→ **Task statement**:
Print the Col4a3 passage word for word, everything from "Mutations in Col4a3 are" down to "kidney function [2].".

→ **Provided passage**:
○ ○ ○ ○ ○ ○ ○

Col4a3 is a gene encoding a component of type IV collagen, a key structural protein in the extracellular matrix, especially in basement membranes such as those in the glomeruli of the kidneys, cochlear, and ocular tissues [1,3]. It is crucial for maintaining the integrity and function of these basement membranes. Mutations in Col4a3 can disrupt the formation of normal collagen IV heterotrimers, which are essential for the proper function of these tissues.

Mutations in Col4a3 are associated with autosomal recessive Alport syndrome. In a study of 40 individuals with autosomal recessive inheritance indicated by two mutations, 20 mutation pairs (50%) affected Col4a3. Many of the identified variants led to a stop codon, and those with early onset renal failure often had at least one such mutation [1]. In a transgenic mouse model with a Col4a3 p.G799R mutation, the mutation caused a decrease in intracellular and secreted collagen IV α3α4α5 heterotrimers, with the mutant collagen IV α3 chains accumulating in the endoplasmic reticulum and showing defective secretion. This led to persistent endoplasmic reticulum stress in vivo and in vitro. Treatment with tauroursodeoxycholic acid, an endoplasmic reticulum stress inhibitor, improved kidney function [2].

In conclusion, Col4a3 is essential for the normal structure and function of basement membranes in multiple tissues. Research using mouse models has revealed the pathophysiological mechanisms associated with Col4a3 mutations, especially in relation to Alport syndrome. Understanding Col4a3's function and the effects of its mutations provides insights into the development of this genetic kidney disease and potential treatment strategies [1,2].

○ ○ ○ ○ ○ ○ ○

[Source data]
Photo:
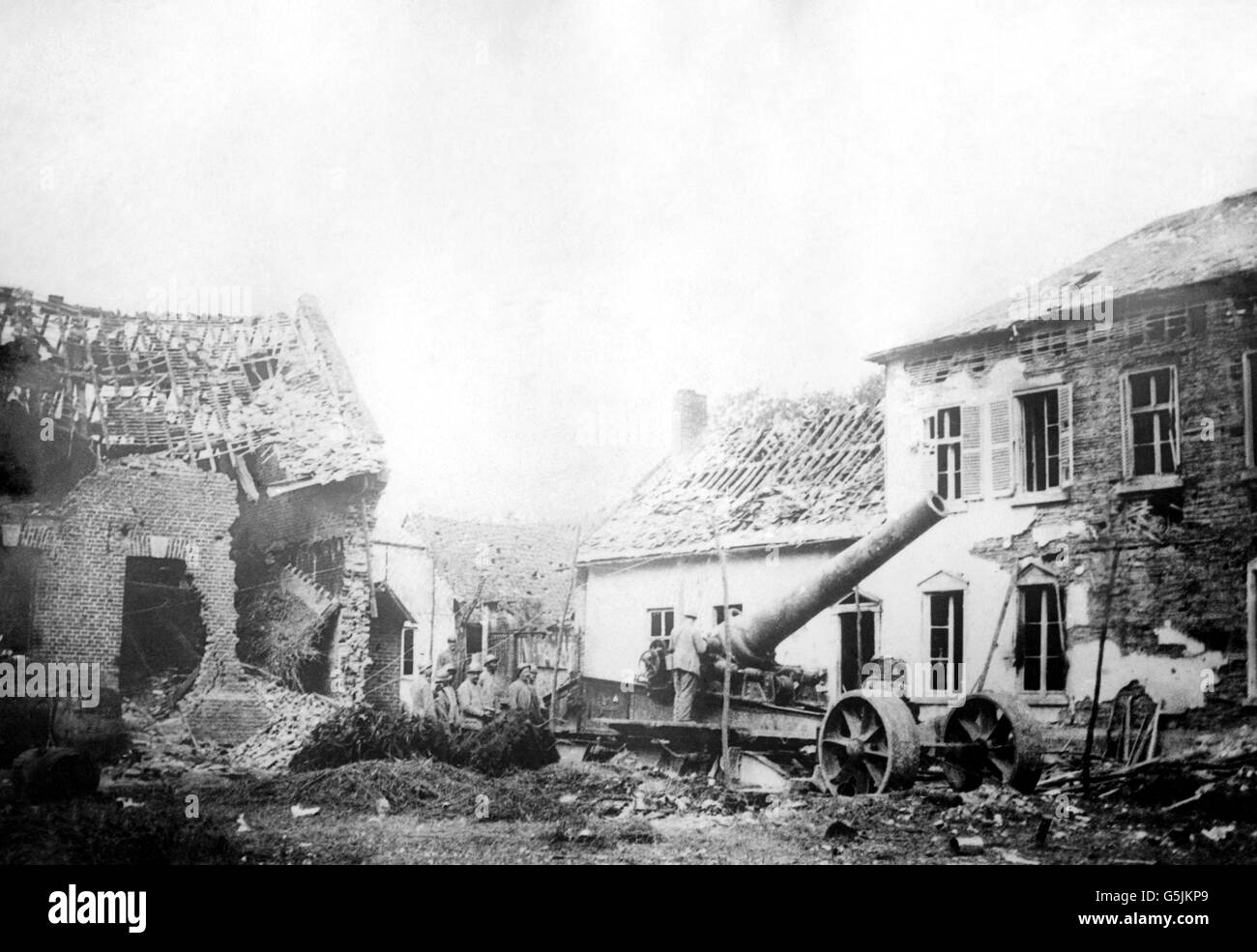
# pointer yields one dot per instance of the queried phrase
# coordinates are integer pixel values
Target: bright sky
(512, 211)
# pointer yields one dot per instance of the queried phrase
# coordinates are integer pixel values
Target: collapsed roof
(265, 398)
(502, 563)
(1199, 245)
(784, 473)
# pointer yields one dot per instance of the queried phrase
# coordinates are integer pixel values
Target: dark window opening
(858, 634)
(943, 431)
(474, 636)
(1251, 407)
(162, 632)
(1039, 641)
(947, 640)
(17, 568)
(660, 623)
(1153, 416)
(1041, 437)
(407, 650)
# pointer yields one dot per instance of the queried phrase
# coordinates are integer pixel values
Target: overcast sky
(515, 210)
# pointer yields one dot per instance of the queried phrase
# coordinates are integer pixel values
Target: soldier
(451, 655)
(472, 700)
(447, 704)
(689, 646)
(493, 691)
(523, 695)
(422, 696)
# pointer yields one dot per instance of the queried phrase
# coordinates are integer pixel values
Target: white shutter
(971, 451)
(1001, 448)
(1124, 419)
(1065, 408)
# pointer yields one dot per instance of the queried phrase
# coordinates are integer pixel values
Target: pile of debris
(294, 717)
(162, 746)
(1217, 775)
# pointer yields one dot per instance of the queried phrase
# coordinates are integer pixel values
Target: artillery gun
(866, 740)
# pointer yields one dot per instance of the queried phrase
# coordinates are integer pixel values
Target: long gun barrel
(753, 646)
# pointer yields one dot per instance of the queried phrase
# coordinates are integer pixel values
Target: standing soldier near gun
(470, 697)
(689, 646)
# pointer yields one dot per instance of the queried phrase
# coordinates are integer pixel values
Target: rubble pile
(162, 747)
(294, 718)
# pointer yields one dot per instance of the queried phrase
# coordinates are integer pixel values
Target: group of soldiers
(690, 646)
(479, 696)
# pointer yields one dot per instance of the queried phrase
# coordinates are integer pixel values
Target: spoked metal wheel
(867, 745)
(1001, 741)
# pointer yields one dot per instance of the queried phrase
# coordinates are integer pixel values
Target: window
(859, 620)
(660, 623)
(1039, 646)
(947, 640)
(1152, 423)
(943, 435)
(1046, 441)
(407, 650)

○ ○ ○ ○ ○ ○ ○

→ **Task result**:
Mutations in Col4a3 are associated with autosomal recessive Alport syndrome. In a study of 40 individuals with autosomal recessive inheritance indicated by two mutations, 20 mutation pairs (50%) affected Col4a3. Many of the identified variants led to a stop codon, and those with early onset renal failure often had at least one such mutation [1]. In a transgenic mouse model with a Col4a3 p.G799R mutation, the mutation caused a decrease in intracellular and secreted collagen IV α3α4α5 heterotrimers, with the mutant collagen IV α3 chains accumulating in the endoplasmic reticulum and showing defective secretion. This led to persistent endoplasmic reticulum stress in vivo and in vitro. Treatment with tauroursodeoxycholic acid, an endoplasmic reticulum stress inhibitor, improved kidney function [2].